> Texte:
========================================================================

Pourquoi Nicolas Sarkozy échappe au Karachigate

Publié le 20 décembre 2013 par Juan


Crédit illustration: DoZone Parody

On avait presque oublié l'affaire, si longue est son enquête. Mais c'est un coup de tonnerre. Nicolas Sarkozy serait épargné des conclusions des juges Renaud van Ruymbeke et Roger Le Loire.
Mais voici que cette dernière "arrive son terme". Ultime suspense, on en connaît les protagonistes. Il en manque donc un dans cette dernière ligne droite.
Cette affaire donne le tournis. 
La vente des 3 sous-marins au Pakistan (contrat Agosta), puis des frégates vendues à l’Arabie saoudite (contrats Sawari II puis Mouette); des pots-de-vin là-bas, des rétrocommissions ici, une campagne présidentielle d'Edouard Balladur à financer. Des intermédiaires qui se cachent (Abdul Rahman El Assir) ou qui craquent (Ziad Takieddine); un ministre du Budget qui acquiesce; un président qui s'énerve qu'on le soupçonne; ses conseillers mis en examens; une villa en Amérique du Sud. Un rapport Nautilus.
Et surtout, des morts, des civils, un 8 mai 2002 à Karachi.
Nicolas Sarkozy inquiet
Il est inquiet depuis longtemps. Nicolas Sarkozy a toujours pris cette affaire avec sérieux. Pour preuve, la violence de ses réactions quand l'enquête progressait. A l'automne 2008, Mediapart l'implique avec quelques notes d'un ancien responsable de la structure française en charge des commissions de vente des sous-marins au Pakistan.
Au printemps 2009, les premières révélations, après la relance de l'enquête et un changement des juges, il raille: "Ecoutez, franchement, c'est ridicule, (...) C'est grotesque, voilà. Respectons la douleur des victimes. Qui peut croire à une fable pareille ?" En décembre de la même année, il s'énerve quand on découvre quelques preuves de pots-de-vin. Un an plus tard, le parquet de Paris conteste même aux juges la possibilité d'enquêter sur le volet financier du Karachigate.
En novembre 2010, l'Elysée s'est procuré des documents de l'enquête. C'est illégal. Lors d'un déplacement européen, Nicolas Sarkozy lui-même dérape publiquement. Il lance une attaque graveleuse contre des journalistes présents lors d'un "Off" mémorable ("Et vous, j'ai rien du tout contre vous. Il semblerait que vous soyez pédophile... Qui me l'a dit? J'en ai l'intime conviction").

========================================================================

> Extraits des items:

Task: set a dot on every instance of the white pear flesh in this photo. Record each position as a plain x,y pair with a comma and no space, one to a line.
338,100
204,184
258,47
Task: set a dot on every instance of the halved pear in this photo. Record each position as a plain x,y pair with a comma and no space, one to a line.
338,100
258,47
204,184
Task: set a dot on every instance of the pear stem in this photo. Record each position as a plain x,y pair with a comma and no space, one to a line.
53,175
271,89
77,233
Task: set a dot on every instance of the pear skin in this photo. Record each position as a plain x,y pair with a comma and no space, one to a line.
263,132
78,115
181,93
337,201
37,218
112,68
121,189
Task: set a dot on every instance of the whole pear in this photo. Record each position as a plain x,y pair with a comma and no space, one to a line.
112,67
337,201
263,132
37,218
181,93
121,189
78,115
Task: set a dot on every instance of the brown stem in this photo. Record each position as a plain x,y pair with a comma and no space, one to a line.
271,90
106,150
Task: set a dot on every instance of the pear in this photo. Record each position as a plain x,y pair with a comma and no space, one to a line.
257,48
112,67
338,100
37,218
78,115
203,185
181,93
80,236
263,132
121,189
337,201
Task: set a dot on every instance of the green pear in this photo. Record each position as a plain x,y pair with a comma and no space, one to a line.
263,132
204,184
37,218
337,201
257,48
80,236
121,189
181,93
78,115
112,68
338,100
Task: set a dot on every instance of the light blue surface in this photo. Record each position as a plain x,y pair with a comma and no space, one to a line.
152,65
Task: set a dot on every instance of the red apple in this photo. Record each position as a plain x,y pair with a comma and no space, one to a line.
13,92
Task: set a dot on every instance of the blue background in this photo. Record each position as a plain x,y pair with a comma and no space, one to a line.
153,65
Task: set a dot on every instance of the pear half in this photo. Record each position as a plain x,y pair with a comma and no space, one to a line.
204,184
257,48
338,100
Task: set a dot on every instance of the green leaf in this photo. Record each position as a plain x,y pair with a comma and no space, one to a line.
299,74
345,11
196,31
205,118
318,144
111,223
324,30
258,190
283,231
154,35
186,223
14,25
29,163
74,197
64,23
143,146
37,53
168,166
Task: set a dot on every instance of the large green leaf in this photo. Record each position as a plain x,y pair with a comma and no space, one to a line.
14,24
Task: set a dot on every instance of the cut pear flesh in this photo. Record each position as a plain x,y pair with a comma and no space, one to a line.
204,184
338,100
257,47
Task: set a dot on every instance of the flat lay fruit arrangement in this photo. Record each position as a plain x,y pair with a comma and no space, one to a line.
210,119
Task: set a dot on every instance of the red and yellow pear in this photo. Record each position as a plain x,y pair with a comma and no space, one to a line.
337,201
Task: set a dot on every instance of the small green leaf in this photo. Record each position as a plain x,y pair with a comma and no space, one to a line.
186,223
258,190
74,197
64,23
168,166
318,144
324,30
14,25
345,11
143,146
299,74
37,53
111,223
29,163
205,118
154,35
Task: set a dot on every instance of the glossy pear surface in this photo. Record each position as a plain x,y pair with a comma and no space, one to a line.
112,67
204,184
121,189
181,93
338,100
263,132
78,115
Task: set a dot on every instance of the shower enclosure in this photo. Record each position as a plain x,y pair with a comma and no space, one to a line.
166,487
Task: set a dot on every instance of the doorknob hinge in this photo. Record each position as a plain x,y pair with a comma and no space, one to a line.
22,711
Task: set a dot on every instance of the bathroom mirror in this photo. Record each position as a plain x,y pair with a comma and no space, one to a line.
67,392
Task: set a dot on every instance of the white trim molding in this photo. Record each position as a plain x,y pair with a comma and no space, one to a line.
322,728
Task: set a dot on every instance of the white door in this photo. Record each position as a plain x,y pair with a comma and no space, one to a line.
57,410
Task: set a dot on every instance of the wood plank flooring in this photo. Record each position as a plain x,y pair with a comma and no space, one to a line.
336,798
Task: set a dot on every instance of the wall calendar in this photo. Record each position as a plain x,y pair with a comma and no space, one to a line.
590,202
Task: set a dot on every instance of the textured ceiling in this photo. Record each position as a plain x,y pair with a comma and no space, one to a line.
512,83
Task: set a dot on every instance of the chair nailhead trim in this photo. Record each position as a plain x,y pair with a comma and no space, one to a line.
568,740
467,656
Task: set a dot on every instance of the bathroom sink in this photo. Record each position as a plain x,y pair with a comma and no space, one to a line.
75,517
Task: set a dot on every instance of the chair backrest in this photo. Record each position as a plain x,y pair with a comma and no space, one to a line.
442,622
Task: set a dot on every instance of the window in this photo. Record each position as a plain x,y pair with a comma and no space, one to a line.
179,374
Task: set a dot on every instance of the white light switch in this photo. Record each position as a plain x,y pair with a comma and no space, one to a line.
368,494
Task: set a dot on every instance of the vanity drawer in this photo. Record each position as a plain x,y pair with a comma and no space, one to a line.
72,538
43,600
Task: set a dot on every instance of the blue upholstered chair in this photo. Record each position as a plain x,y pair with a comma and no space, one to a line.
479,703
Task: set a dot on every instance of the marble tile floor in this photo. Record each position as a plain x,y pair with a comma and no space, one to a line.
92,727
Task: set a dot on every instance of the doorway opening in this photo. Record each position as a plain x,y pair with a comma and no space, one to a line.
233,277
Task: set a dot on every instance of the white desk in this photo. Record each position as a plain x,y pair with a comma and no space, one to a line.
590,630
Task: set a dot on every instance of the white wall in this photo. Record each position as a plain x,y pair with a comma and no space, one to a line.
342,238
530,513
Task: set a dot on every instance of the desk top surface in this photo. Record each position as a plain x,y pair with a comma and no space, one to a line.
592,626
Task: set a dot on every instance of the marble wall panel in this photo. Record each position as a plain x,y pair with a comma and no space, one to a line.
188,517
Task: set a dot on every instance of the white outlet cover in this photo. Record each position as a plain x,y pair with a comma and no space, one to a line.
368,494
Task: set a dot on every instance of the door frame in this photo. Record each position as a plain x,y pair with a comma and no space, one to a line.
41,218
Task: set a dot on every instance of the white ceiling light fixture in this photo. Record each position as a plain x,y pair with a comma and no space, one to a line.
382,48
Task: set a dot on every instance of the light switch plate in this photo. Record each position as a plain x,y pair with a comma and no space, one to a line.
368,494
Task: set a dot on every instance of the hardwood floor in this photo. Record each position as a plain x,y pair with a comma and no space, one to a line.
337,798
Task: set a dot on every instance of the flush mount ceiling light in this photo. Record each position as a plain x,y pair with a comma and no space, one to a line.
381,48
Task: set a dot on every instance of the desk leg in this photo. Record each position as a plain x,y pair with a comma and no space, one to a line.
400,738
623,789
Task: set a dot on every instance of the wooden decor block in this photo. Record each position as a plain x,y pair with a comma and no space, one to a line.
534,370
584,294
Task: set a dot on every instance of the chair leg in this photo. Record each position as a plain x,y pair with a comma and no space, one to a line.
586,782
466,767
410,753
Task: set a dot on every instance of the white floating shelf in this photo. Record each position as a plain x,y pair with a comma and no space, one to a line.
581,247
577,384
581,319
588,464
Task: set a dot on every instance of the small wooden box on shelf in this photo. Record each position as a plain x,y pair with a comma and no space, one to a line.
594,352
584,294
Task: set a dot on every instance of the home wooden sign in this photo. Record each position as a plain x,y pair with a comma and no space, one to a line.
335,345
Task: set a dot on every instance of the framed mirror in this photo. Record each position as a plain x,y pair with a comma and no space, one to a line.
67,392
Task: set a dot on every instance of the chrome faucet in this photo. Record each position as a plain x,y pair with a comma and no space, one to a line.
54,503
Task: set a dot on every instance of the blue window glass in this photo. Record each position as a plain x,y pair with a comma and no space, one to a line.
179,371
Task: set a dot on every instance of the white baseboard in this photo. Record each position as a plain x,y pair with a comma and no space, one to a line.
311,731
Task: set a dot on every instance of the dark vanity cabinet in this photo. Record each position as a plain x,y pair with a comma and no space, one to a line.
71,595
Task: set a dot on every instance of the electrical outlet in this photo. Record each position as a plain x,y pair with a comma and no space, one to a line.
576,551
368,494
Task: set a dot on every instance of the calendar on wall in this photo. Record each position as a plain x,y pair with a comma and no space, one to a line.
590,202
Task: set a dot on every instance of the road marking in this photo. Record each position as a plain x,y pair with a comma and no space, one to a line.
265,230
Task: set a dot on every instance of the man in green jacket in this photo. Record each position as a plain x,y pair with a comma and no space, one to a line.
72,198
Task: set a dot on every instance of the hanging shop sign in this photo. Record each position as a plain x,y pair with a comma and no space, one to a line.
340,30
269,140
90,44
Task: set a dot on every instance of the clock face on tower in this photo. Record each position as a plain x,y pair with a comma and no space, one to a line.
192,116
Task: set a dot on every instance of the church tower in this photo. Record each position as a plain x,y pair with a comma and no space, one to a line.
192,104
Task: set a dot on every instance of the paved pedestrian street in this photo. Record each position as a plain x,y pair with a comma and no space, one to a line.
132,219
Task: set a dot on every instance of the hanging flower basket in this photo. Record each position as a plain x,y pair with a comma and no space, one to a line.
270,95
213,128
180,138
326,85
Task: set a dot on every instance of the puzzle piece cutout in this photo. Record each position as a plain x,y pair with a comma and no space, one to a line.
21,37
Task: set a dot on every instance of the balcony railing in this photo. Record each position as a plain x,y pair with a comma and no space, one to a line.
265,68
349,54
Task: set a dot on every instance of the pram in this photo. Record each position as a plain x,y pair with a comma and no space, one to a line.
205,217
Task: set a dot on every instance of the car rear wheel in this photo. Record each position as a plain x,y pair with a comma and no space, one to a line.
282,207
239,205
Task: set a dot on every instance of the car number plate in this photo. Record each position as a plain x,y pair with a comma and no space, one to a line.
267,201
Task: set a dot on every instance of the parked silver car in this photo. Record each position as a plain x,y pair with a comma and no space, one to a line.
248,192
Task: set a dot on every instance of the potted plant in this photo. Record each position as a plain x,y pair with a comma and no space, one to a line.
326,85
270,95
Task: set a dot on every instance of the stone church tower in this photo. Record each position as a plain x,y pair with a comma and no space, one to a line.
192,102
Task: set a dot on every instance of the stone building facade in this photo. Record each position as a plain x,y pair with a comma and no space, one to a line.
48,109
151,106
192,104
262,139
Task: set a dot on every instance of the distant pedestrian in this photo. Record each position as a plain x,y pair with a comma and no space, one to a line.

========================================================================

> Consigne:
Les affirmations suivantes concordent-elles avec le texte sur le Karachigate ? Répondez à chacune par oui ou par non, en citant les mots du texte qui tranchent.
(a) Les morts de Karachi datent du 8 mai 2002.
(b) Le contrat Agosta concernait des frégates vendues à l'Arabie saoudite.
(c) Mediapart a impliqué Nicolas Sarkozy au printemps 2009.
Les items n'ont aucun rapport avec le texte.

> Réponse attendue:
(a) Oui : « un 8 mai 2002 à Karachi ».
(b) Non : « La vente des 3 sous-marins au Pakistan (contrat Agosta) ».
(c) Non : « A l'automne 2008, Mediapart l'implique ».